§ PROVIDED TEXT:
_ _ _

# Clear Third Brake Light for Spoiler



## 97Maximus05 (Jun 4, 2004)

:cheers: Ok well the red/clear tails look great, but it would look nicer if i could white out the light on the spoiler. My friend bought one for his audi, and im tryin to find one for my 97 maxima but so far, efforts have been futile. Let me know if you have any info or know anyone who sells them. 

~Andy


----------



## Jeff (Oct 17, 2002)

There was a company that used to do that but that was a while ago...there's a reason you don't see other Maximas with the clear spoiler light nowadays.


----------



## Blank (Aug 21, 2003)

and what is that reason??? i always wanted one for my max b4 i sold it...


----------



## Jeff (Oct 17, 2002)

By 'reason' I meant they (clear spoiler light) aren't in production any longer, which is why you never see them.


----------



## 97Maximus05 (Jun 4, 2004)

*Well*

Well this one kid i saw has a white 5th gen maxima, and he has a link to where he got his. But is the led size on that generation the same as on my 97? his car is on sound domain...and he has the link to the company that made it. Just type in "Maxima Clear Spoiler LED" and its the soundomain one. Its a white maxima...check that out and let me know what you think.


----------



## Jeff (Oct 17, 2002)

Ok...from what I gather from Maxima.org.



> Yea thats the one I have the electrodyne one. It is NOT a direct fit. You have to splice the wires and cut the knobs (tabs?) off the new one, they dont fit into the mounting holes on an OEM spoiler. I used 3M double sided tape to hold it on.


So will it work? Yes. But as you can see it isn't a plug and play.


----------

_ _ _

§ RECORDS SHOWN:
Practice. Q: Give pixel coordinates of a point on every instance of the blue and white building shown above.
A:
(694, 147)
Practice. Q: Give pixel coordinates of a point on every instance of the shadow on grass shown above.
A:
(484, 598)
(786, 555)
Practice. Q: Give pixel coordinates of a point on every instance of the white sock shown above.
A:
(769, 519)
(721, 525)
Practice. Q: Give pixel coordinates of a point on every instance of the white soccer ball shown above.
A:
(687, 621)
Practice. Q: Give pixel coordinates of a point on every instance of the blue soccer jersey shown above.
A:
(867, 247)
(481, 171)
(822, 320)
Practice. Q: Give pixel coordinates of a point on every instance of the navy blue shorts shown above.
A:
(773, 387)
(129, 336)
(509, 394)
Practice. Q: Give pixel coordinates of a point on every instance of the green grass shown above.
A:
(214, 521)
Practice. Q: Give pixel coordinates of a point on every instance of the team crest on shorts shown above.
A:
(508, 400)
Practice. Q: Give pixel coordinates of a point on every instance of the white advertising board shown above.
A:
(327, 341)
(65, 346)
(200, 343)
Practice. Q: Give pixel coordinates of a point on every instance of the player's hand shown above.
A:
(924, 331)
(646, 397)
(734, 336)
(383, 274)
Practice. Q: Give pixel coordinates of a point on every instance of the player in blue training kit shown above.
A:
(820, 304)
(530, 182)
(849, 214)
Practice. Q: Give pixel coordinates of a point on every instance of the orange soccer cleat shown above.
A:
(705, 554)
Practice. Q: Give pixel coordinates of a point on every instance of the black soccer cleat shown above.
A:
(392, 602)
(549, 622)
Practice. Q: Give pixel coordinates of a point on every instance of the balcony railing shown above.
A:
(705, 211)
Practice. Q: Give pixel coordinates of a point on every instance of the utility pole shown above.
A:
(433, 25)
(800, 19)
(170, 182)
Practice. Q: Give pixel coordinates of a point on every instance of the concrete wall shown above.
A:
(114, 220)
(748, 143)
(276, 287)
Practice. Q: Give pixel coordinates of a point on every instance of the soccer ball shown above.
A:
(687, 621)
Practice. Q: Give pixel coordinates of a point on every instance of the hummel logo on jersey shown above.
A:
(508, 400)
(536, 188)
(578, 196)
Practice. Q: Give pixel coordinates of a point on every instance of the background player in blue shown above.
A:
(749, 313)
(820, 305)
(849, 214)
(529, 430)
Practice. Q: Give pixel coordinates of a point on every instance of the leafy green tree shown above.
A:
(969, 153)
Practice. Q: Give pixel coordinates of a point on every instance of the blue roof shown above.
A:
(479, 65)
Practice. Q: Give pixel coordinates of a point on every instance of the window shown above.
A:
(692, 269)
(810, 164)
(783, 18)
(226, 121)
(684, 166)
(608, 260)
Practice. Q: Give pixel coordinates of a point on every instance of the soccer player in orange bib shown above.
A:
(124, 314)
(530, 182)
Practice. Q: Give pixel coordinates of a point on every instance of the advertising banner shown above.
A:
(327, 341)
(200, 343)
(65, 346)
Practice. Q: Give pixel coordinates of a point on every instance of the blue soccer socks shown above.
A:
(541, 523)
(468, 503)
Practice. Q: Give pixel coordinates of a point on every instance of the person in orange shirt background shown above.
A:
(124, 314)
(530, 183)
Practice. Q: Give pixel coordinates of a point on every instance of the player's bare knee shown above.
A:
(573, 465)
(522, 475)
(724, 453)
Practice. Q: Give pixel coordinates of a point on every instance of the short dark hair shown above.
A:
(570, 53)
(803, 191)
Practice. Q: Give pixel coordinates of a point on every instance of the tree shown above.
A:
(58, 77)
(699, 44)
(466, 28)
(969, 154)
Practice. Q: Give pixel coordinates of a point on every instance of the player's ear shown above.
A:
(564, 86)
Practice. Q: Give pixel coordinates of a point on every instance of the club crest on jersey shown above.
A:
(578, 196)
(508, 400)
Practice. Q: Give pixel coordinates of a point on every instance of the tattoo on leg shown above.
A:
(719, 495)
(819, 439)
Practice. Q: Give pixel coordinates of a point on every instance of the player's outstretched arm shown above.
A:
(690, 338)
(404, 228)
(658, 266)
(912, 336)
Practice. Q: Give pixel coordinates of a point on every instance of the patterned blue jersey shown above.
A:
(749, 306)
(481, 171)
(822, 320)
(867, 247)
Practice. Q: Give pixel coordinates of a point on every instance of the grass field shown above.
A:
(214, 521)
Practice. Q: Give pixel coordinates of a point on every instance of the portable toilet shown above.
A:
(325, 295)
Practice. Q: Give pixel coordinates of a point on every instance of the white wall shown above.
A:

_ _ _

§ PARTS OF THE EXERCISE:
1. Transcribe the part of the spoiler light thread starting with "Ok...from what I" and going on through "plug and play.".
2. Find every line in the rows that contains the string "crest" and copy each one. Case counts.

§ RESPONSES TO THE TASKS:
1.
Ok...from what I gather from Maxima.org.



> Yea thats the one I have the electrodyne one. It is NOT a direct fit. You have to splice the wires and cut the knobs (tabs?) off the new one, they dont fit into the mounting holes on an OEM spoiler. I used 3M double sided tape to hold it on.


So will it work? Yes. But as you can see it isn't a plug and play.

2.
Practice. Q: Give pixel coordinates of a point on every instance of the team crest on shorts shown above.
Practice. Q: Give pixel coordinates of a point on every instance of the club crest on jersey shown above.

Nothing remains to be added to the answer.